Task details
Set down the entries once more exactly as they were written.

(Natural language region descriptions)
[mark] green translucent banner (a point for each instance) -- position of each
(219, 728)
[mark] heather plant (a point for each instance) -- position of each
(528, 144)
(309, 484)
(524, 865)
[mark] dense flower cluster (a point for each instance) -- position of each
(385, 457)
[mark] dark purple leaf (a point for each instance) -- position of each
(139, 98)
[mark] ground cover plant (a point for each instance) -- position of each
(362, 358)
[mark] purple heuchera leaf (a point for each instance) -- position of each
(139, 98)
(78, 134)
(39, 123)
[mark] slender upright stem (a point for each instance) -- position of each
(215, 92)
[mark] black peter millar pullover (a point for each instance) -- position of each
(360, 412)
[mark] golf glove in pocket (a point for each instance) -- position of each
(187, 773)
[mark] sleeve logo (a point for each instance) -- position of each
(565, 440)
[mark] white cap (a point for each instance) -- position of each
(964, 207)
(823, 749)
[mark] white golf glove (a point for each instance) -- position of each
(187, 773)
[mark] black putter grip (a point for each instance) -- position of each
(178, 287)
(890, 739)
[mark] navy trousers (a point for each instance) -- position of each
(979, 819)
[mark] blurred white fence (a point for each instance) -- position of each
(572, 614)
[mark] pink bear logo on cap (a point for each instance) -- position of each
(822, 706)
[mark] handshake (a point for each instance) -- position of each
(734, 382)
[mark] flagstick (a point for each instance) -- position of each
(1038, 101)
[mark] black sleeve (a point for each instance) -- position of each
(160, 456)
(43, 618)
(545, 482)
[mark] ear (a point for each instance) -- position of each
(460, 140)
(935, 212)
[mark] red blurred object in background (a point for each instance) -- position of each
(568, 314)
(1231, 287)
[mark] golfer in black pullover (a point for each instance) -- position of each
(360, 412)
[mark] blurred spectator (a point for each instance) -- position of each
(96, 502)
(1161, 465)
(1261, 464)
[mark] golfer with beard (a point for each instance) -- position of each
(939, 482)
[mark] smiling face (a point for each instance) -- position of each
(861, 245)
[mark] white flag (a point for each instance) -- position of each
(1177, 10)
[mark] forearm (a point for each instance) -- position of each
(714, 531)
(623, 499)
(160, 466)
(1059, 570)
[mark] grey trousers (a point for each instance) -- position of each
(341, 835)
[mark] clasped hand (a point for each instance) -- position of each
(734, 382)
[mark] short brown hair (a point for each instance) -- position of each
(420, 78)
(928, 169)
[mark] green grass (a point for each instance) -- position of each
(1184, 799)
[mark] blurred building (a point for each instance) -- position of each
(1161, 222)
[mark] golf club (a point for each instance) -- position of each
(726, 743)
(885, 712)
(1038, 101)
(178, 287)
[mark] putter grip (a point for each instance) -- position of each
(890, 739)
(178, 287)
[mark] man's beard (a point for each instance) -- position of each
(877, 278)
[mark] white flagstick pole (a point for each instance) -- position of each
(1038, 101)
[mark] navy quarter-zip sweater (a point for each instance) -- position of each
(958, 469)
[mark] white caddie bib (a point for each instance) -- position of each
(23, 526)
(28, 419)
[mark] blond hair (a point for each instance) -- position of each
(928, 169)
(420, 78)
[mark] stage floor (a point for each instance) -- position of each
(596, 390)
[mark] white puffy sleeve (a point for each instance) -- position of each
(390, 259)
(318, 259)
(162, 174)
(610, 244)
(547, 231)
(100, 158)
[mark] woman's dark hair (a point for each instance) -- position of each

Output of the exercise
[mark] green translucent banner (a point for each instance) -- position of each
(219, 728)
[mark] heather plant (a point for each instance) -- position of each
(528, 144)
(309, 484)
(524, 865)
[mark] dense flower cluster (a point for each instance) -- position of each
(385, 457)
[mark] dark purple leaf (a point for each instance) -- position of each
(139, 98)
[mark] ground cover plant (a point for each instance) -- position of each
(362, 358)
[mark] purple heuchera leaf (a point for each instance) -- position of each
(139, 98)
(78, 134)
(39, 123)
[mark] slender upright stem (a point for each instance) -- position of each
(215, 92)
[mark] black peter millar pullover (a point for each instance) -- position of each
(360, 412)
[mark] golf glove in pocket (a point for each instance) -- position of each
(187, 773)
[mark] sleeve logo (a point for each instance) -- position of each
(565, 440)
[mark] white cap (a point for each instance) -- position of each
(964, 207)
(823, 749)
[mark] white golf glove (a point for each instance) -- position of each
(187, 773)
[mark] black putter grip (a point for each instance) -- position of each
(178, 287)
(890, 739)
[mark] navy trousers (a point for each instance) -- position of each
(979, 819)
[mark] blurred white fence (a point for each instance) -- position of each
(572, 614)
[mark] pink bear logo on cap (a point for each instance) -- position of each
(822, 706)
[mark] handshake (a point for each instance) -- position of each
(734, 382)
[mark] flagstick (a point for each instance) -- position of each
(1038, 101)
[mark] black sleeve (a point for each instance) -- position of each
(160, 456)
(43, 618)
(545, 482)
[mark] ear (a point for each instance) -- position of each
(460, 140)
(935, 212)
[mark] red blurred object in background (a point for each instance) -- position of each
(568, 314)
(1231, 287)
[mark] golfer in black pullover (a point for each instance) -- position of each
(360, 412)
[mark] blurred spectator (a point for each instance) -- position of each
(96, 502)
(1161, 465)
(1261, 464)
[mark] golfer with beard (a point for each instance) -- position of each
(939, 482)
[mark] smiling face (a point for each instance) -- position of each
(861, 245)
[mark] white flag (a point for each instance) -- position of each
(1177, 10)
[mark] forearm (a point for each instance) -- position of each
(714, 531)
(623, 499)
(160, 466)
(1059, 570)
[mark] grey trousers (a point for each instance) -- position of each
(341, 835)
[mark] clasped hand (a point for each instance) -- position of each
(734, 382)
[mark] short brown hair (a point for each instance) -- position of each
(420, 78)
(928, 169)
[mark] green grass (a point for each instance) -- position of each
(1184, 799)
[mark] blurred building (a point for each instance) -- position of each
(1161, 222)
[mark] golf club (a point for each instance) -- position of each
(726, 743)
(885, 712)
(1038, 101)
(178, 287)
[mark] putter grip (a point for each instance) -- position of each
(890, 739)
(178, 287)
[mark] man's beard (a point for each instance) -- position of each
(877, 278)
[mark] white flagstick pole (a point for each instance) -- position of each
(1038, 101)
[mark] navy quarter-zip sweater (a point for each instance) -- position of each
(958, 469)
[mark] white caddie bib (a point for each instance) -- position of each
(23, 526)
(28, 419)
[mark] blond hair (a point for each instance) -- position of each
(928, 169)
(420, 78)
[mark] stage floor (a point for each instance) -- position of each
(596, 390)
[mark] white puffy sleeve (a point for each instance) -- position of each
(390, 259)
(318, 259)
(162, 174)
(610, 244)
(547, 231)
(100, 158)
[mark] woman's dark hair (a point for each instance) -- position of each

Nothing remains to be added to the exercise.